**** PROVIDED DATA ****

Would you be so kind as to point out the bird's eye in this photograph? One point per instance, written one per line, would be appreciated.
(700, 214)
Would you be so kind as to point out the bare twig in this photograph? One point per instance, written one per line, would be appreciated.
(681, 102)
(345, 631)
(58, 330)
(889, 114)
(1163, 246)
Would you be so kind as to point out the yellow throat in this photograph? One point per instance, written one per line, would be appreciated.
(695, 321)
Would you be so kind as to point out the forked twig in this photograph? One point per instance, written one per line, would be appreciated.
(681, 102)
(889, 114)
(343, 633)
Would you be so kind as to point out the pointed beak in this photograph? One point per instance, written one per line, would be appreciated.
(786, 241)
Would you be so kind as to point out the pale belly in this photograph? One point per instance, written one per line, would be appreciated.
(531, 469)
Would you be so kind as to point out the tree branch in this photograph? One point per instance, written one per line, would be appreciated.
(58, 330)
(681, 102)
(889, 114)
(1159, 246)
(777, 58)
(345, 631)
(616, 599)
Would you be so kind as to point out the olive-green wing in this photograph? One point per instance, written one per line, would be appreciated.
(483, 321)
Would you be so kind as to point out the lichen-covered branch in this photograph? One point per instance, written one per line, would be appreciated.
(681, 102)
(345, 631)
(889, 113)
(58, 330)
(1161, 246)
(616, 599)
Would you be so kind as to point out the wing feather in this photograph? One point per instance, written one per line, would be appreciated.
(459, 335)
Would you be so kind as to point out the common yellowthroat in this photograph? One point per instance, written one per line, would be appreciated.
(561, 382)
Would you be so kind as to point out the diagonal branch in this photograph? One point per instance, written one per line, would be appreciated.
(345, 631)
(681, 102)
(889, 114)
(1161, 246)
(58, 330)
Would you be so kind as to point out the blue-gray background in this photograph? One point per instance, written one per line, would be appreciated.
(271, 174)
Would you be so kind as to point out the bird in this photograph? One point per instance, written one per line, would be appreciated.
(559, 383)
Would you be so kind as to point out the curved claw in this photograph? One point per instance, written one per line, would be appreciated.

****

INSTRUCTIONS FOR THE TASK: Return all lines of the items above as a JSON array of strings, with one string per line and blank lines omitted.

SOLVED PROBLEM:
[
  "Would you be so kind as to point out the bird's eye in this photograph? One point per instance, written one per line, would be appreciated.",
  "(700, 214)",
  "Would you be so kind as to point out the bare twig in this photograph? One point per instance, written one per line, would be appreciated.",
  "(681, 102)",
  "(345, 631)",
  "(58, 330)",
  "(889, 114)",
  "(1163, 246)",
  "Would you be so kind as to point out the yellow throat in this photograph? One point per instance, written one per line, would be appreciated.",
  "(695, 321)",
  "Would you be so kind as to point out the forked twig in this photograph? One point per instance, written one per line, would be appreciated.",
  "(681, 102)",
  "(889, 114)",
  "(343, 633)",
  "Would you be so kind as to point out the pointed beak in this photograph? One point per instance, written one per line, would be appreciated.",
  "(786, 241)",
  "Would you be so kind as to point out the pale belly in this photograph? One point per instance, written one per line, would be appreciated.",
  "(531, 469)",
  "Would you be so kind as to point out the tree branch in this photograph? One point per instance, written one per line, would be appreciated.",
  "(58, 330)",
  "(681, 102)",
  "(889, 114)",
  "(1159, 246)",
  "(777, 58)",
  "(345, 631)",
  "(616, 599)",
  "Would you be so kind as to point out the olive-green wing in this photograph? One point per instance, written one per line, would be appreciated.",
  "(483, 321)",
  "Would you be so kind as to point out the lichen-covered branch in this photograph? One point per instance, written one per line, would be appreciated.",
  "(681, 102)",
  "(345, 631)",
  "(889, 113)",
  "(58, 330)",
  "(1161, 246)",
  "(616, 599)",
  "Would you be so kind as to point out the wing feather in this photograph? One point per instance, written one per line, would be appreciated.",
  "(459, 335)",
  "Would you be so kind as to point out the common yellowthroat in this photograph? One point per instance, written one per line, would be appreciated.",
  "(561, 382)",
  "Would you be so kind as to point out the diagonal branch in this photograph? One point per instance, written one per line, would be appreciated.",
  "(345, 631)",
  "(681, 102)",
  "(889, 114)",
  "(1161, 246)",
  "(58, 330)",
  "Would you be so kind as to point out the blue-gray background in this photograph? One point per instance, written one per line, would be appreciated.",
  "(271, 174)",
  "Would you be so kind as to point out the bird in this photograph? One point per instance, written one per line, would be appreciated.",
  "(559, 383)",
  "Would you be so kind as to point out the curved claw in this photograph? One point per instance, written one per line, would be appreciated."
]